■ Challenge ■
Give every entry again, word for word and in full.

■ Dataset records ■

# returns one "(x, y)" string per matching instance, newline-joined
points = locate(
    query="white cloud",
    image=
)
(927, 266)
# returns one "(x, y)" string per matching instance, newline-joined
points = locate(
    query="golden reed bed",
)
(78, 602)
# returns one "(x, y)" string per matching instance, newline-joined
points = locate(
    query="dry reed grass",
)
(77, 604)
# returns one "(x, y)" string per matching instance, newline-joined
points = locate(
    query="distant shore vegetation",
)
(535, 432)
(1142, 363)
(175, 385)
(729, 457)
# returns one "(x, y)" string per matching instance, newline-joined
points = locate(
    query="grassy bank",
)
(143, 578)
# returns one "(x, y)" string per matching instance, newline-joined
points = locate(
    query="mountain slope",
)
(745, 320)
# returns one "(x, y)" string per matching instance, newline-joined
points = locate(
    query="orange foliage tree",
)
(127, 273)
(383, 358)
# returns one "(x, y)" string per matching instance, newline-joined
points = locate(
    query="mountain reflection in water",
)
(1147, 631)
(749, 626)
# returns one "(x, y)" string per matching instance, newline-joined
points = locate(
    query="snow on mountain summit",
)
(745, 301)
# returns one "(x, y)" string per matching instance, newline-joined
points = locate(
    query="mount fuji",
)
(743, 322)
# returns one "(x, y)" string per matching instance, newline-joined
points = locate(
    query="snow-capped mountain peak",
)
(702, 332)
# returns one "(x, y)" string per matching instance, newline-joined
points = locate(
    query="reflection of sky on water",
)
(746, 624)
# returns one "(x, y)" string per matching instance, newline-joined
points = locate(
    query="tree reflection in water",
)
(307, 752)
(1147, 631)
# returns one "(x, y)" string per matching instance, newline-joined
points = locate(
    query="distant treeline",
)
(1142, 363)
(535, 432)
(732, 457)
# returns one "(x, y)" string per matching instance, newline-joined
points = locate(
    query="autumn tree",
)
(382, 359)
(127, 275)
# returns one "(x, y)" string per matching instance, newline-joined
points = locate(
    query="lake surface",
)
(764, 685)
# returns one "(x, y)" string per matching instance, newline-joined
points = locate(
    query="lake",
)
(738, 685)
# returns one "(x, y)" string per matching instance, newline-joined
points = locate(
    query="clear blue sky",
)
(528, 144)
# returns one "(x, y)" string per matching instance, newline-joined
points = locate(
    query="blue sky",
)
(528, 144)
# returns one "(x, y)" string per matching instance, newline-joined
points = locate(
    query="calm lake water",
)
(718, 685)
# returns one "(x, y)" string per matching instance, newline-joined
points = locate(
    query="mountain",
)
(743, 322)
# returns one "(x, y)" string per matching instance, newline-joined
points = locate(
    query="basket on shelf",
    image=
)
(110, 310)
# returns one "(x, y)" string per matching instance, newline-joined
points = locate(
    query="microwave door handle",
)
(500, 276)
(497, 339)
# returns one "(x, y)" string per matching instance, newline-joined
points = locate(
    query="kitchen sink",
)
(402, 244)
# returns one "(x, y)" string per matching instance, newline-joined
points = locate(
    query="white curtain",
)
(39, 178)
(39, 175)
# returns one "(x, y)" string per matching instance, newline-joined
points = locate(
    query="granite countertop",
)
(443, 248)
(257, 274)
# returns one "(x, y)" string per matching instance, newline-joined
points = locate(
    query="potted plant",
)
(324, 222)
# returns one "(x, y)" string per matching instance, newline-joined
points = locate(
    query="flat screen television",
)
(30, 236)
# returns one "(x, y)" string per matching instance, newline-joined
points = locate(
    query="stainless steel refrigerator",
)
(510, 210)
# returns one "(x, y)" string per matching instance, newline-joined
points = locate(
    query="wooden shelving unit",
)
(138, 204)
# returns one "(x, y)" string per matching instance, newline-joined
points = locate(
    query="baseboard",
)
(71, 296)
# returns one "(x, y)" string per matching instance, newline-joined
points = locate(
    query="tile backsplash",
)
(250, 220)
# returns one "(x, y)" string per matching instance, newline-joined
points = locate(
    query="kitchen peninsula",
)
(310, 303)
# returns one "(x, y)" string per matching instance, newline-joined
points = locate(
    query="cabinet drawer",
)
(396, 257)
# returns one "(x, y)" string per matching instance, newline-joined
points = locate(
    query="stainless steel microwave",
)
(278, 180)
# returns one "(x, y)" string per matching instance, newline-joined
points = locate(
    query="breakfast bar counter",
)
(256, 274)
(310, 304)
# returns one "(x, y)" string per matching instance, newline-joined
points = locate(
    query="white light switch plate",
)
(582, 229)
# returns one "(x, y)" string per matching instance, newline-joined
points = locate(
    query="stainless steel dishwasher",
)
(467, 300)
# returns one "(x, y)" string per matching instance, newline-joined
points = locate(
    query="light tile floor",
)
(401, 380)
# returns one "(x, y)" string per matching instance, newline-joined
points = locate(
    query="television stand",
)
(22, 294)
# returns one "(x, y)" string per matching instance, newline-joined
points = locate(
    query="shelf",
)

■ Exercise output ■
# returns one "(x, y)" string per matching instance, newline-joined
points = locate(
    query="white cloud",
    image=
)
(927, 266)
# returns one "(x, y)" string per matching instance, newline-joined
points = locate(
    query="golden reed bed",
)
(78, 602)
# returns one "(x, y)" string per matching instance, newline-joined
points = locate(
    query="dry reed grass",
)
(77, 604)
# returns one "(x, y)" string per matching instance, newline-joined
points = locate(
    query="distant shore vegetation",
)
(535, 432)
(1142, 363)
(175, 385)
(729, 457)
# returns one "(x, y)" string per matching instance, newline-joined
points = locate(
    query="grassy bank",
)
(143, 578)
# returns one "(x, y)" string per matching instance, newline-joined
points = locate(
    query="mountain slope",
)
(745, 320)
# returns one "(x, y)" string per matching instance, newline-joined
points = locate(
    query="orange foliage tree",
)
(127, 273)
(383, 358)
# returns one "(x, y)" string per matching instance, newline-joined
points = locate(
    query="mountain reflection in water",
)
(1147, 631)
(749, 626)
# returns one "(x, y)" string per matching instance, newline-joined
points = locate(
    query="snow on mountain summit",
)
(745, 301)
# returns one "(x, y)" string per matching instance, newline-joined
points = locate(
    query="mount fuji",
)
(743, 322)
# returns one "(x, y)" string per matching instance, newline-joined
points = locate(
    query="snow-capped mountain peak",
)
(702, 332)
# returns one "(x, y)" string per matching instance, newline-joined
points = locate(
    query="reflection of sky on water",
)
(746, 624)
# returns one "(x, y)" string per matching instance, newline-joined
points = locate(
    query="tree reflection in water",
)
(307, 752)
(1147, 631)
# returns one "(x, y)" string per matching instance, newline-joined
points = locate(
    query="distant treeline",
)
(1142, 363)
(535, 432)
(732, 457)
# returns one "(x, y)" string per matching instance, newline-joined
points = locate(
    query="autumn tree",
)
(382, 359)
(127, 275)
# returns one "(x, y)" string per matching instance, newline-joined
points = locate(
    query="lake surface",
)
(764, 685)
# returns one "(x, y)" string per matching instance, newline-joined
points = locate(
    query="lake",
)
(738, 685)
# returns one "(x, y)" string per matching instance, newline-joined
points = locate(
    query="clear blue sky",
)
(528, 144)
# returns one "(x, y)" string per matching instance, newline-joined
points = locate(
    query="blue sky",
)
(528, 144)
# returns one "(x, y)" string per matching instance, newline-joined
points = locate(
    query="calm lake water",
)
(718, 685)
# returns one "(x, y)" string per matching instance, newline-joined
points = locate(
    query="mountain",
)
(743, 322)
# returns one "(x, y)" string per matching instance, newline-joined
points = locate(
    query="basket on shelf",
    image=
)
(110, 310)
# returns one "(x, y)" string per matching instance, newline-joined
points = locate(
    query="microwave door handle",
)
(500, 276)
(497, 339)
# returns one "(x, y)" string per matching instance, newline-joined
points = locate(
    query="kitchen sink",
)
(402, 244)
# returns one "(x, y)" string per matching instance, newline-joined
points = locate(
    query="white curtain",
)
(39, 178)
(39, 175)
# returns one "(x, y)" string per matching instance, newline-joined
points = locate(
    query="granite countertop",
)
(443, 248)
(257, 274)
# returns one "(x, y)" string per matching instance, newline-joined
points = locate(
    query="potted plant",
)
(324, 222)
# returns one "(x, y)" string per matching instance, newline-joined
points = locate(
    query="flat screen television",
)
(30, 236)
# returns one "(x, y)" string per matching instance, newline-joined
points = locate(
    query="stainless steel refrigerator",
)
(510, 210)
# returns one "(x, y)" string per matching instance, newline-joined
points = locate(
    query="wooden shelving unit",
)
(138, 204)
# returns one "(x, y)" string per matching instance, newline-joined
points = locate(
    query="baseboard",
)
(71, 296)
# returns one "(x, y)" string per matching instance, newline-joined
points = locate(
    query="tile backsplash",
)
(250, 220)
# returns one "(x, y)" string per matching instance, newline-joined
points = locate(
    query="kitchen peninsula",
)
(310, 303)
# returns one "(x, y)" string per matching instance, newline-joined
points = locate(
    query="cabinet drawer",
)
(396, 257)
# returns one "(x, y)" string per matching instance, newline-joined
points = locate(
    query="stainless steel microwave",
)
(278, 180)
# returns one "(x, y)" string per matching instance, newline-joined
points = locate(
    query="breakfast bar counter",
)
(256, 274)
(310, 304)
# returns one "(x, y)" string per matching instance, newline-joined
points = locate(
    query="white light switch plate",
)
(582, 229)
# returns one "(x, y)" string per matching instance, newline-joined
points = locate(
    query="stainless steel dishwasher",
)
(467, 300)
# returns one "(x, y)" string per matching instance, newline-joined
points = locate(
    query="light tile floor",
)
(401, 380)
# returns one "(x, y)" string per matching instance, newline-joined
points = locate(
    query="television stand",
)
(22, 294)
# returns one "(x, y)" string per matching instance, newline-joined
points = locate(
    query="shelf",
)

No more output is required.